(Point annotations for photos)
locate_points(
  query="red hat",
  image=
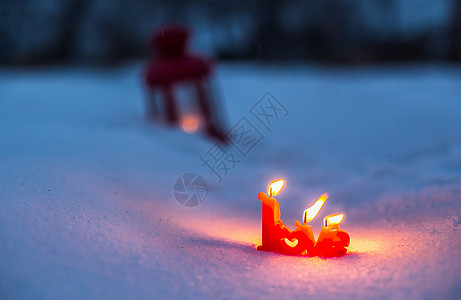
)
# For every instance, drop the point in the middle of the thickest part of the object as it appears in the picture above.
(171, 40)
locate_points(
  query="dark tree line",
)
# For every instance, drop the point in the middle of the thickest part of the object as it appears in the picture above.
(342, 31)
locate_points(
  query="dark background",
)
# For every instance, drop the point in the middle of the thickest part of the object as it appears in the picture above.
(333, 31)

REQUIRED WORK —
Rewrite the listing with "thickest part" changed to "widest part" everywhere it occurs and nothing else altered, omitting the pictures.

TASK OUTPUT —
locate_points(
  query="red hat",
  image=
)
# For every instance, drop the point in the middle of the widest part of the object as it appears in the picture above.
(171, 40)
locate_points(
  query="dark tree line",
)
# For every instance, drop the point in the middle of the widest part of the object as it appears in the picture above.
(342, 31)
locate_points(
  query="dark background",
)
# For every instance, drop the point in the middle of the widest part of the object as it appears in the picture above.
(333, 31)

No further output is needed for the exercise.